デバイスにとっては熱にならず良いかもしれません。人間の目にはどうなんでしょう。少し心配になりましたが、冷静に考えるとUVカットフィルタがついているものと思われます。なかったら、直射日光下での黒画面を見続けるのはちょっと怖いですけど。(想定しにくい状況ですが)

詳細はこちらの White Paper(PDF) でどうぞ。(英語なので全部は読んでませんが…)

ここまで調べた時点で、日本語の紹介ページを発見しました。2010年の記事ということは発表は結構古いんですね。全く知りませんでした。
(この記事では「黒は反射しない」と書いてありますが、White Paperには、不可視のUV光へシフトさせる、とあるので少し語弊があるかもしれません。UV光をカットフィルタで吸収するのであれば反射しない、という表現も正しいかもしれませんが)

それにしても、波長をナノテクでコントロールするなんて、なんとも未来っぽくてワクワクします。

#### [データ一覧]

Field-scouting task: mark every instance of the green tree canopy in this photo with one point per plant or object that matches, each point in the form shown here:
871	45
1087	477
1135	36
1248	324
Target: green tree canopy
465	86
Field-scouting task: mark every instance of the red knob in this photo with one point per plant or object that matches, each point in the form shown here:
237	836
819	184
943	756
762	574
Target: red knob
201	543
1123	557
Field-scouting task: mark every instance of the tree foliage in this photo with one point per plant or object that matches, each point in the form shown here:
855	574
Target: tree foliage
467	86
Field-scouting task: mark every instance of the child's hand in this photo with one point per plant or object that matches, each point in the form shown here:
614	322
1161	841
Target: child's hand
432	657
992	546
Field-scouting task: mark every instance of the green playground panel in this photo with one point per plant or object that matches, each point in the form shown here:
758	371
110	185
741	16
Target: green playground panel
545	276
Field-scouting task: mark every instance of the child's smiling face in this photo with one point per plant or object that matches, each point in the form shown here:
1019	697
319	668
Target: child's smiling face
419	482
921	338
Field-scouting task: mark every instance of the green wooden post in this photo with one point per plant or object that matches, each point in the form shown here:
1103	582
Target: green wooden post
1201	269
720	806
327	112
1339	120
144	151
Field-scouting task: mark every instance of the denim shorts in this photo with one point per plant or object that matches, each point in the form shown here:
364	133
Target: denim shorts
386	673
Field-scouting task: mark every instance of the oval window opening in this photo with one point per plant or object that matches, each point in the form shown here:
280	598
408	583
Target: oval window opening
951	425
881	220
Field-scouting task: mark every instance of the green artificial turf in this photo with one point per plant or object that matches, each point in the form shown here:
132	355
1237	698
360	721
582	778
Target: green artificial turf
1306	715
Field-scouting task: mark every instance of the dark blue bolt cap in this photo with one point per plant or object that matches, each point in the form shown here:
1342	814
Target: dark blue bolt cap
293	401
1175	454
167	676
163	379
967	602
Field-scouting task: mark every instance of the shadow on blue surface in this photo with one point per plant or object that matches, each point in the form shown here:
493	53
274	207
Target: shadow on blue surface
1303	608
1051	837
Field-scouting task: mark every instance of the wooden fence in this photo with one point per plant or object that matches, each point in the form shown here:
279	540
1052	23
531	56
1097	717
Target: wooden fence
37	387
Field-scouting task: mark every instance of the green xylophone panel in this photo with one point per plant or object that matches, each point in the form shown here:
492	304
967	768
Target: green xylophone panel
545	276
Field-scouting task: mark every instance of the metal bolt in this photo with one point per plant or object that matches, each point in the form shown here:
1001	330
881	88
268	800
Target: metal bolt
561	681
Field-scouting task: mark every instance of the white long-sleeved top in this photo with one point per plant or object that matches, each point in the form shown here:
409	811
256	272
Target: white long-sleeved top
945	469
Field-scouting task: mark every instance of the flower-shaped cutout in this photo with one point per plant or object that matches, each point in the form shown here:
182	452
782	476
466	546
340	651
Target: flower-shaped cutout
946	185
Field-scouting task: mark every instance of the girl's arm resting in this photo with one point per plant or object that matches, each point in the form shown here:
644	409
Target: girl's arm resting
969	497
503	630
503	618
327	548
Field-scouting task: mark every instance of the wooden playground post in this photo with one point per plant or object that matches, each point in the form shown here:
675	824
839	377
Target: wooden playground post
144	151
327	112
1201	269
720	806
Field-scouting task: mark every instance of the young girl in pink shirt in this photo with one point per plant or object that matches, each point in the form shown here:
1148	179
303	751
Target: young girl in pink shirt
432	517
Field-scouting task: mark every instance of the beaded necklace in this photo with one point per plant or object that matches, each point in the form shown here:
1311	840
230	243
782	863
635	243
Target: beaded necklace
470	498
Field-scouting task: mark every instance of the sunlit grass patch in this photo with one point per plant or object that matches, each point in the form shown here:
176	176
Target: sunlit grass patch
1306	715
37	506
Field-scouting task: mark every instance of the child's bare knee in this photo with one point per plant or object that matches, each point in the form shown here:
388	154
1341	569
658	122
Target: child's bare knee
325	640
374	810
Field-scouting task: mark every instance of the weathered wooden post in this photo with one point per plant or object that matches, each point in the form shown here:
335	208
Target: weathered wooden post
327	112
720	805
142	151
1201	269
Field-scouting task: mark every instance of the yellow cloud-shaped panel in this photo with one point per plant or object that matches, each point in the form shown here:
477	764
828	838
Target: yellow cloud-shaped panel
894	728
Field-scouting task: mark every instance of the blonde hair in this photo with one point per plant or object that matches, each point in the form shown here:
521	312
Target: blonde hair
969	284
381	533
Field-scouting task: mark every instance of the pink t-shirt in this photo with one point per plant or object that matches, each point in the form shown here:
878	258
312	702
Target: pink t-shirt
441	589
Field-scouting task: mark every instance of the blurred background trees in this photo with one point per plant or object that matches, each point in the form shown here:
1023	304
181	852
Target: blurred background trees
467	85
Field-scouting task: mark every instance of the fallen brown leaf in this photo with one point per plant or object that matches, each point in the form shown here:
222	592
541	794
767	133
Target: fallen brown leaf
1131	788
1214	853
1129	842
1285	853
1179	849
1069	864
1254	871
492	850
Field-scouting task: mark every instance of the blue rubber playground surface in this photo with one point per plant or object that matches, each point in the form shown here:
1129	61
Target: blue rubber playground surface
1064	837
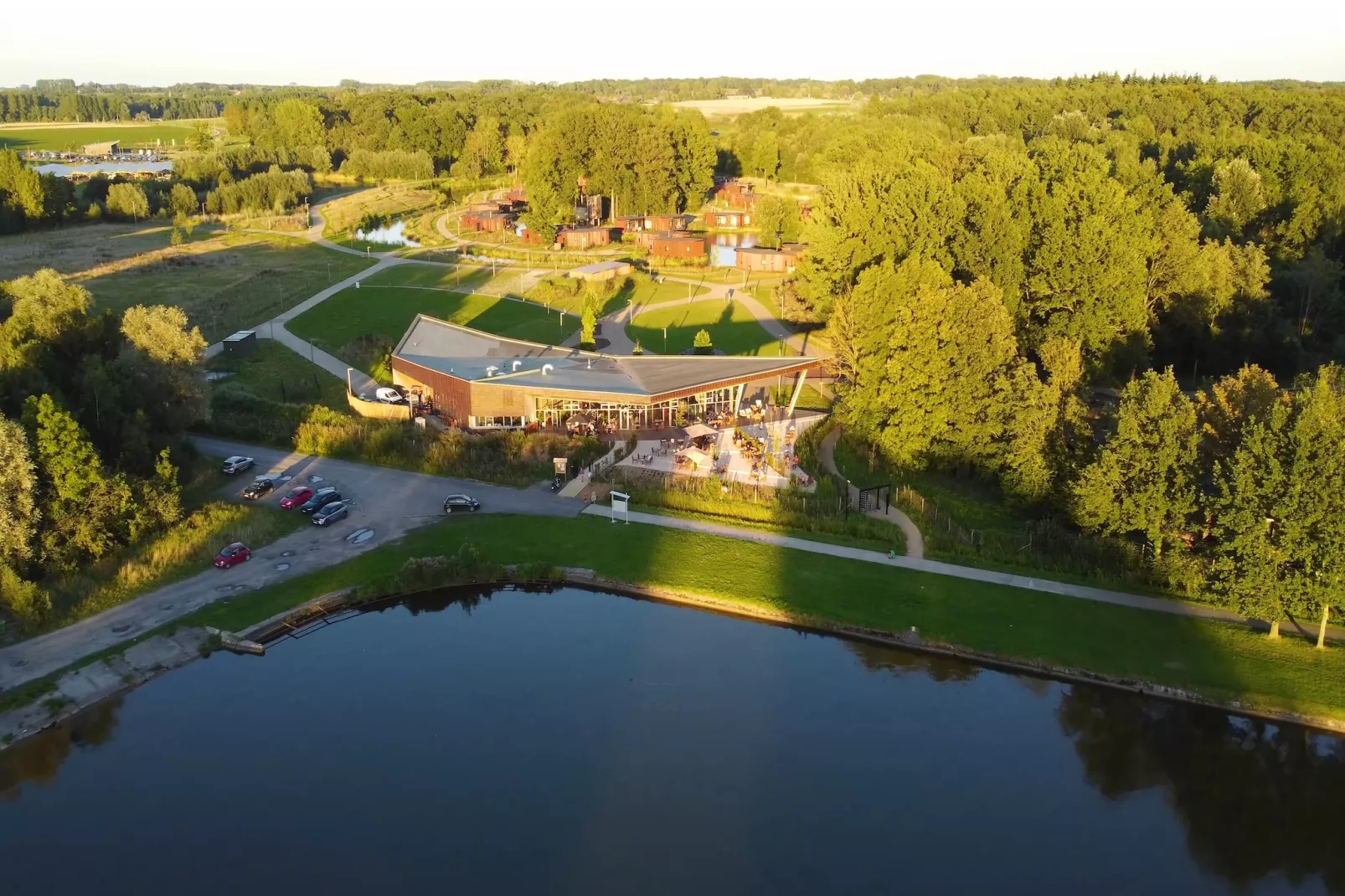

#### [実施する課題]
1. 次の(a)〜(c)がディスプレイ技術の抜粋の内容と一致するかを判定してください。それぞれ「はい」か「いいえ」で答え、判断の根拠となる抜粋中の語句をそのまま引用してください。
(a) 筆者が見つけた日本語の紹介ページは2010年の記事である。
(b) 筆者はWhite Paperを全部読んだ。
(c) White Paperには、不可視のUV光へシフトさせるとある。
2. ディスプレイ技術の抜粋を、最後の文の後から同じ調子で書き進めてください。
データ一覧は参照しなくてかまいません。

#### [課題別の解答]
1.
(a) はい。「2010年の記事ということは発表は結構古いんですね」
(b) いいえ。「英語なので全部は読んでませんが…」
(c) はい。「White Paperには、不可視のUV光へシフトさせる、とある」

2.
ついでに、Qualcommがシャープと共同出資した会社でやっているMEMSディスプレイも紹介しておきましょう。

Qualcomm X SHARP のMEMSディスプレイ

Qualcomm社のMEMSといえば、シャープのIGZO技術と手を組んだこちらのディスプレイの方がメジャーだと思います。こちらも数年前には発表され、2015年には製品化されるようです。

141006-a-image11.png
<MEMS-IGZOディスプレイの構造>(シャープのHPより)

こちらの原理はRGBの順次点灯式のLEDバックライトを、メカニカルシャッターの開閉でON/OFFして、それをシーケンシャルにミックスしてフルカラーを作り出す、というものです。
MEMSの代表格であるDLP(プロジェクター)に似た方式なので、新鮮さでいえば、さきほどの「Miraso」の方がだんぜん上ですね。


量子ドット

「Mirasol」の技術に触発され、これからの色はナノ制御で作られるのが主流になるに違いない!と思ってWEBをさまよって見つけたのが「量子ドット」。こんなものが実現していたとは…恐るべしナノテクノロジー。

こちらも簡単に説明すると、量子ドットとは、量子力学に従う独特な光学特性を持つナノスケールの半導体結晶のことで、2-10nmの直径で、10-50個ほどの原子で構成されたものを指します。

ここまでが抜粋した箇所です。